- _Excerpted text_

***

@Retric, great question! I'm not sure why people are downvoting you, they must be haters.
You are right, it is better to store that image/video and reference it via GUN. For videos specifically, WebTorrent/BitTorrent has done P2P video sharing for over a decade now and at one point handled 40% of the world's internet traffic!
However WebTorrent/BitTorrent is not very good with discovering/sharing those URIs (magnet links, etc.) but GUN is. So I'd recommend that as one option.
For images, especially small ones like avatars/icons/profiles, I do often store them in GUN directly by Base64
encoding them (many websites around the world inline images/icons/sprites/avatars into CSS files with base64 data-URLs, except now you could use GUN for this).
If you are interested in this, I wrote a small utility using jQuery that lets you drag&drop images into your website, and it'll auto-resize (pass options to overwrite it) and base64 encode it for you to then save to GUN:
https://github.com/amark/gun/blob/master/lib/upload.js
Here is a small example of how I use it:
$('#profile').upload(function resize(e, up){
if(e.err){ return } // handle error
$('#profile').addClass('pulse'); // css to indicate image processing
if(up){ return up.shrink(e, resize, 64) } // pass it `e` drag&drop/upload event, then I reuse the current function (named resize) as the callback for it, and tell it resize to 64px.

***

- _Data supplied_
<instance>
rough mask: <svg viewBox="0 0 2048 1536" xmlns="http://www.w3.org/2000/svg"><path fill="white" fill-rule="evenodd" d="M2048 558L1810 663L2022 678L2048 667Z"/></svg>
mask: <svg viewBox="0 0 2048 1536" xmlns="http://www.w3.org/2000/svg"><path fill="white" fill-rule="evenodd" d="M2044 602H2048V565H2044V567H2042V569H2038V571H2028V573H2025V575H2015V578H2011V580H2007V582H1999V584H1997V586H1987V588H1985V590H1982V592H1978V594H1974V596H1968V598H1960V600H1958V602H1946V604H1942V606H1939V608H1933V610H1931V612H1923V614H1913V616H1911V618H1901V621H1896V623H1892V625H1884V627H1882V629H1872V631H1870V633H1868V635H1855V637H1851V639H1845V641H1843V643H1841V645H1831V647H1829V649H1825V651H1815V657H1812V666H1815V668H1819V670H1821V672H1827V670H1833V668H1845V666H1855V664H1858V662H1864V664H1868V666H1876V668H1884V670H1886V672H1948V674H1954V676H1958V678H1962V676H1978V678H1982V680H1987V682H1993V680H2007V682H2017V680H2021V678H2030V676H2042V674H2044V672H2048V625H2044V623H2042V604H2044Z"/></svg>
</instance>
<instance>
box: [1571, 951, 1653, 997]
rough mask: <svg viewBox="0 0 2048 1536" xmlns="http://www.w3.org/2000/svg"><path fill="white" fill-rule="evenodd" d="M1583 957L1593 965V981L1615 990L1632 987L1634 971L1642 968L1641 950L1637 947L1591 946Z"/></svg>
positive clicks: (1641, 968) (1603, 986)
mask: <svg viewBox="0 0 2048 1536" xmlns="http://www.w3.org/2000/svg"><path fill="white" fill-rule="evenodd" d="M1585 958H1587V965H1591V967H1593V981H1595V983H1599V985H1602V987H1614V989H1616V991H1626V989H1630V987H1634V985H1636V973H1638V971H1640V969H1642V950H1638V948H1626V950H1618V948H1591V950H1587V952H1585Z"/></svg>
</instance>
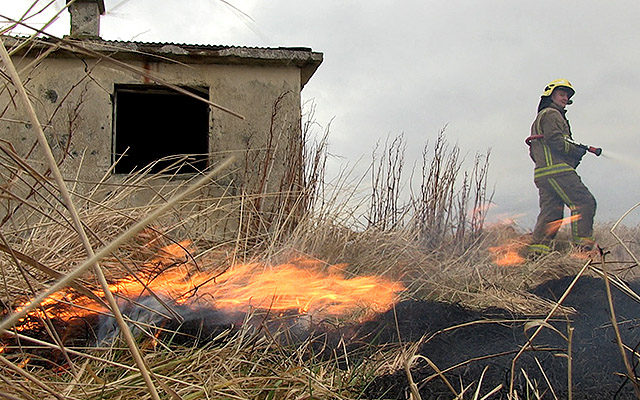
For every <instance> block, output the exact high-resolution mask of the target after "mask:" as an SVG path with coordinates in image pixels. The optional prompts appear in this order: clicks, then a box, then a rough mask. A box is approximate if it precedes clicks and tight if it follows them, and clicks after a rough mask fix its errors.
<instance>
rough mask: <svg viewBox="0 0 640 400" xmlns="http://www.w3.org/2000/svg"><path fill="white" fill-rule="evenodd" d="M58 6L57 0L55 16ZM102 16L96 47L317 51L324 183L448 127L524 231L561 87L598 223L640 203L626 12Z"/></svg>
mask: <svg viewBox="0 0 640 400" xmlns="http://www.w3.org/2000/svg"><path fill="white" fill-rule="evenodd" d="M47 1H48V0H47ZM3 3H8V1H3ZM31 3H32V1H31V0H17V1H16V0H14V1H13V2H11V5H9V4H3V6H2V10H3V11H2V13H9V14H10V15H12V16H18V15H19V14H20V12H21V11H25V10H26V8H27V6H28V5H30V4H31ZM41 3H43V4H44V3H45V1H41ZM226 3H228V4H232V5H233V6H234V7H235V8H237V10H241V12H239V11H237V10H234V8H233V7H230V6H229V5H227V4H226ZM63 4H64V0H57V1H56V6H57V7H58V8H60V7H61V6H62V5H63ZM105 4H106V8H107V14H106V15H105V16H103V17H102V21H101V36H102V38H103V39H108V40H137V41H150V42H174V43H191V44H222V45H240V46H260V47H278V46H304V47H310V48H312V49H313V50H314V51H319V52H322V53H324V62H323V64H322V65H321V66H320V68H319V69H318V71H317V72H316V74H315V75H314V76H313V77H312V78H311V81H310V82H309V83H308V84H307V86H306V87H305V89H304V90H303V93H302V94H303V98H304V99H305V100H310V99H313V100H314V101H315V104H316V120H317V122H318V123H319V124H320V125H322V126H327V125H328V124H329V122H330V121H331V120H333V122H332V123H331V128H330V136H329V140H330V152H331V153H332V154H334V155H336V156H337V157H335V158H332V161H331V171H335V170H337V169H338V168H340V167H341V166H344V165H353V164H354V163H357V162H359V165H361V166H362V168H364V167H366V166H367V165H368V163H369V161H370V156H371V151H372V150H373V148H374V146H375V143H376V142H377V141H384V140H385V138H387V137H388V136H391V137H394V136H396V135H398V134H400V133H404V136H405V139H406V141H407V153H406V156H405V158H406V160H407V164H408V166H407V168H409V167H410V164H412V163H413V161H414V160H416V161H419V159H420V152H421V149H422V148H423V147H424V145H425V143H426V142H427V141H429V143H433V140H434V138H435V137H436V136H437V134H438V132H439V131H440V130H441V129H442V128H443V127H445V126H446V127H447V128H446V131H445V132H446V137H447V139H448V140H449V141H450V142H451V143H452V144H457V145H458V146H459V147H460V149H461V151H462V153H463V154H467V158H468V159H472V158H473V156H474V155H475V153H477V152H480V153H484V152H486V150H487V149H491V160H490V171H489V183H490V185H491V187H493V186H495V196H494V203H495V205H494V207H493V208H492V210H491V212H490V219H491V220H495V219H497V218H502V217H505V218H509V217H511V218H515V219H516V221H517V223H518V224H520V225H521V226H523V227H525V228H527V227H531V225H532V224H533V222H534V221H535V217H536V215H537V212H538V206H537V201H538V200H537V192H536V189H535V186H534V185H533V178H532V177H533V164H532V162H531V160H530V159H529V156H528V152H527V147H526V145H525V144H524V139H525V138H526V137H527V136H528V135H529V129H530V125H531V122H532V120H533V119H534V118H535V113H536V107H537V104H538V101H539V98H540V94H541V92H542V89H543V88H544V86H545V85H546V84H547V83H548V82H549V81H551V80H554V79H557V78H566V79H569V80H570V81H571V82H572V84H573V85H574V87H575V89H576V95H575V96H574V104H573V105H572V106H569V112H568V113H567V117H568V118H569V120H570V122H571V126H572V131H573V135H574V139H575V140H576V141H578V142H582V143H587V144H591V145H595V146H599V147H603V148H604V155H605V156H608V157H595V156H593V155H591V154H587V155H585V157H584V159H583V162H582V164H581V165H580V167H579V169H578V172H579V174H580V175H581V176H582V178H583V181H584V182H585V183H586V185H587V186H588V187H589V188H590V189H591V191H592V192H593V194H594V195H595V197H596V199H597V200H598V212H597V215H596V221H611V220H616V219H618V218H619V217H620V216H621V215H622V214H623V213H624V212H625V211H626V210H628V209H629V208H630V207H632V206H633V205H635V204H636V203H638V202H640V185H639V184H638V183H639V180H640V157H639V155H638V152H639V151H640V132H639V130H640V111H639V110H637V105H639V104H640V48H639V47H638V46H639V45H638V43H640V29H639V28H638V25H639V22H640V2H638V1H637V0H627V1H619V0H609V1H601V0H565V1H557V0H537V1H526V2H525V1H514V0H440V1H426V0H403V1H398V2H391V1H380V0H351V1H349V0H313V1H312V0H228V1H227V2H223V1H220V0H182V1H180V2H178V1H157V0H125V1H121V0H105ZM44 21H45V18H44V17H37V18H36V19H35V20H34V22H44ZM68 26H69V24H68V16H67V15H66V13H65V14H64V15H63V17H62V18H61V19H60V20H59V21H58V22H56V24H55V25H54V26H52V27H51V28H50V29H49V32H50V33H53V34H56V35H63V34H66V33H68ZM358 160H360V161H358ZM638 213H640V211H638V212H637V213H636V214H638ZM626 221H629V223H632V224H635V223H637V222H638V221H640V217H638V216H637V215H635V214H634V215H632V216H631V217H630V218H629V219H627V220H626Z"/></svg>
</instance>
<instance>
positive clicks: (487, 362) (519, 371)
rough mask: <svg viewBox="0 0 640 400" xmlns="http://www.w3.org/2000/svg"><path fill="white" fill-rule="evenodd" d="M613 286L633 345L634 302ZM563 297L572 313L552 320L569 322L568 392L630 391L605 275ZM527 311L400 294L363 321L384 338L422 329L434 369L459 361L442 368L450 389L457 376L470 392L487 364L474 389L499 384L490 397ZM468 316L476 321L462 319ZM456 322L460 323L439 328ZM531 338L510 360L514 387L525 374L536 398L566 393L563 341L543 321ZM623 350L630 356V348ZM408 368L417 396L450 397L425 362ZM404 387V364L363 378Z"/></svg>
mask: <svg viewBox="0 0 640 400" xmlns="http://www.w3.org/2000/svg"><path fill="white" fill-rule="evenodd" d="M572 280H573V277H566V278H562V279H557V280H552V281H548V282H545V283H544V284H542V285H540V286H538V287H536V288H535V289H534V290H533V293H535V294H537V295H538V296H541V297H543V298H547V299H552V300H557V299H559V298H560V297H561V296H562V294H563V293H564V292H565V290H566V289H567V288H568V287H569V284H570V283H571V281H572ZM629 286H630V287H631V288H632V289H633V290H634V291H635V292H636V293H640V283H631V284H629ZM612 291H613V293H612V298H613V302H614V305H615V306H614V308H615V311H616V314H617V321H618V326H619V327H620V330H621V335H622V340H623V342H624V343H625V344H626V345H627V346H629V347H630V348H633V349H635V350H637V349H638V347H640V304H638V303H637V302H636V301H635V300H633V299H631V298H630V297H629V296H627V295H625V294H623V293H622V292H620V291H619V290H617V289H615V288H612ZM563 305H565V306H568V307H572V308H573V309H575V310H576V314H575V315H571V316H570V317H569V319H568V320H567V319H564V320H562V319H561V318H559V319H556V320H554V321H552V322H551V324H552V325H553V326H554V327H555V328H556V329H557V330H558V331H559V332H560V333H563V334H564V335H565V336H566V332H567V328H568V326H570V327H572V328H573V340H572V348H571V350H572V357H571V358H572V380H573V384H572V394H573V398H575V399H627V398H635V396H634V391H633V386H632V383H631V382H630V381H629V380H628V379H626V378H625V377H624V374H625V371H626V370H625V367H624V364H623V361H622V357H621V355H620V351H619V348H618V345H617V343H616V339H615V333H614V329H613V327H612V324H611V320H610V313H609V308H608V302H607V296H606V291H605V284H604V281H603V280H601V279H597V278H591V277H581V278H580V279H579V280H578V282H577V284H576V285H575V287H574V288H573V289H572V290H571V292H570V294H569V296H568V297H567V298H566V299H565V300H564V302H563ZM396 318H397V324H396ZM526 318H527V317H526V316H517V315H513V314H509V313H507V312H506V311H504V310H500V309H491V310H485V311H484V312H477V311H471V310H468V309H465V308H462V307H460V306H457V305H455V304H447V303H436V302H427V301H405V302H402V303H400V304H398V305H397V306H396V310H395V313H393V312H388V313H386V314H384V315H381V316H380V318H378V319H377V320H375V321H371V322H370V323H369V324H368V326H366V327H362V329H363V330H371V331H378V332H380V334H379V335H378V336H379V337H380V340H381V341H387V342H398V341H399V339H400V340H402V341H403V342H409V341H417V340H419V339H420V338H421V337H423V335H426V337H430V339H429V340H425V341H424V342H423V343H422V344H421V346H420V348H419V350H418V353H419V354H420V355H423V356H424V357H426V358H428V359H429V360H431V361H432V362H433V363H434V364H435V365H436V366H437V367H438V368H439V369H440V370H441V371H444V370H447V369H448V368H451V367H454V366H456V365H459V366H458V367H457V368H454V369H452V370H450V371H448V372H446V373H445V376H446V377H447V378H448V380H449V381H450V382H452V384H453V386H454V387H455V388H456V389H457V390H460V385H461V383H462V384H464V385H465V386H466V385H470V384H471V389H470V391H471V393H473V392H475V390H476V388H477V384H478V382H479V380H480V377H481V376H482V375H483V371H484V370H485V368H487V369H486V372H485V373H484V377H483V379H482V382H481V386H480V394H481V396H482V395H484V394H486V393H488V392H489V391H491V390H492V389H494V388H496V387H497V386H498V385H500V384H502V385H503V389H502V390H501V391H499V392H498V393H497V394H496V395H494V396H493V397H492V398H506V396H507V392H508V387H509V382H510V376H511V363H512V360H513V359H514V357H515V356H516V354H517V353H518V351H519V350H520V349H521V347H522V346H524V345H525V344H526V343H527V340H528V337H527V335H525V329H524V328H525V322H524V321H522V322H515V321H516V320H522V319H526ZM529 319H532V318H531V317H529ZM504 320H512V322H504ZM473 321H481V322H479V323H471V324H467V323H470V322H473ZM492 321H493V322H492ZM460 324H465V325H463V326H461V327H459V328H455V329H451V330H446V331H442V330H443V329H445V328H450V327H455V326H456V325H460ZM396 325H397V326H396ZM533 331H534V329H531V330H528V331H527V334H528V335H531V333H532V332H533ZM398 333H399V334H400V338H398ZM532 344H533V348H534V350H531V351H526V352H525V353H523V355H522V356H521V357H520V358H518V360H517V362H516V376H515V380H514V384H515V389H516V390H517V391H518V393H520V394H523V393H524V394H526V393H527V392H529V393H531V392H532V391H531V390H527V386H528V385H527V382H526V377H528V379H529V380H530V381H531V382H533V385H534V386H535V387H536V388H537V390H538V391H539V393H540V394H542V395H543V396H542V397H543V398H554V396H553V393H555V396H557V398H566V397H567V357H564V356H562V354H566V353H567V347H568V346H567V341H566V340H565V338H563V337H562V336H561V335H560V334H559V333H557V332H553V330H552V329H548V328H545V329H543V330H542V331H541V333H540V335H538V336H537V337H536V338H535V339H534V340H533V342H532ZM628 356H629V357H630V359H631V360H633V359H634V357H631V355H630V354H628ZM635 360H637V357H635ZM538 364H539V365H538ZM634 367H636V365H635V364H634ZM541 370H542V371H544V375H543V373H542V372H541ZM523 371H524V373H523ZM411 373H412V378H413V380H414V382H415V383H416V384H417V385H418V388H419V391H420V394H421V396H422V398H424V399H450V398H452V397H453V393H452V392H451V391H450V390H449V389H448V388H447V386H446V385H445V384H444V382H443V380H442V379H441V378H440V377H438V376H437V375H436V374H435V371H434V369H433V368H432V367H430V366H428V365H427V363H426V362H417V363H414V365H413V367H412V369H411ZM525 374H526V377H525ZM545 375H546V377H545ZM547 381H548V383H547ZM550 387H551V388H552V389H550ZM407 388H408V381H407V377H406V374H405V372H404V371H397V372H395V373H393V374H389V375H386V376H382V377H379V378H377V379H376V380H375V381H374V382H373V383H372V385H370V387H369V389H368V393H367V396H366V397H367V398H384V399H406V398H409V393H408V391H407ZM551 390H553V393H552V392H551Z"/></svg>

***

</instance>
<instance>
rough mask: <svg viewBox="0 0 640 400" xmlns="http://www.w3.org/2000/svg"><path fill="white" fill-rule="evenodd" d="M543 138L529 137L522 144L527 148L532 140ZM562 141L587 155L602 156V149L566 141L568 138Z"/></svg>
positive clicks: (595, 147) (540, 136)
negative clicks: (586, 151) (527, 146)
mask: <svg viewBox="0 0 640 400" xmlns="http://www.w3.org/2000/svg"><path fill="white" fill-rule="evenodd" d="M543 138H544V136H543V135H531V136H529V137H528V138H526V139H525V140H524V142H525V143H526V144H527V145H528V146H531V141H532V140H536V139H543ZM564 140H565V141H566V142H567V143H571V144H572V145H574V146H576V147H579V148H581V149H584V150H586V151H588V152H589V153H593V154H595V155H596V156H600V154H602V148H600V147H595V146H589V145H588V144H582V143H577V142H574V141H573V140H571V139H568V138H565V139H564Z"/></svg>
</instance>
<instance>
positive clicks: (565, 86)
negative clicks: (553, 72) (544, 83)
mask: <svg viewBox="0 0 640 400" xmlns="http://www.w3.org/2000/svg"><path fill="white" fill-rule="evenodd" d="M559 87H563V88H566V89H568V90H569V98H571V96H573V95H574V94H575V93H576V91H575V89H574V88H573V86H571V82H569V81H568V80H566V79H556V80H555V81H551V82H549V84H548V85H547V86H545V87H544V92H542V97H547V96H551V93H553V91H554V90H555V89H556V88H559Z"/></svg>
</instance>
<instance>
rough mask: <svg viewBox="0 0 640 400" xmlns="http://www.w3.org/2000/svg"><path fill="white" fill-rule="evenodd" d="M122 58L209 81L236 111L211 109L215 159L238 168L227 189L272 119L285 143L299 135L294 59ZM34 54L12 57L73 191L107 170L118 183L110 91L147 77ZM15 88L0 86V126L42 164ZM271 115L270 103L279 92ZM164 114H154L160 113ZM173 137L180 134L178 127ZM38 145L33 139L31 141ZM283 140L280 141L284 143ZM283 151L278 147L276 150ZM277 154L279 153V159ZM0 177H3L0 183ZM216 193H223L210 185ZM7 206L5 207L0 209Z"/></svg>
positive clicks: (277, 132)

***

- _Task item 1_
Quote from the comment about storing media in GUN the part that opens with the words containing "If you are interested" and closes with "resize to 64px.".
- _Task item 2_
In the comment about storing media in GUN, what share of the world's internet traffic is WebTorrent/BitTorrent said to have handled at one point?
- _Task item 3_
Put this sentence from the comment about storing media in GUN into Spanish: "However WebTorrent/BitTorrent is not very good with discovering/sharing those URIs (magnet links, etc.) but GUN is."

- _Problem solution 1_
If you are interested in this, I wrote a small utility using jQuery that lets you drag&drop images into your website, and it'll auto-resize (pass options to overwrite it) and base64 encode it for you to then save to GUN:
https://github.com/amark/gun/blob/master/lib/upload.js
Here is a small example of how I use it:
$('#profile').upload(function resize(e, up){
if(e.err){ return } // handle error
$('#profile').addClass('pulse'); // css to indicate image processing
if(up){ return up.shrink(e, resize, 64) } // pass it `e` drag&drop/upload event, then I reuse the current function (named resize) as the callback for it, and tell it resize to 64px.

- _Problem solution 2_
40% of the world's internet traffic.

- _Problem solution 3_
Sin embargo, WebTorrent/BitTorrent no es muy bueno para descubrir/compartir esas URI (enlaces magnet, etc.), pero GUN sí lo es.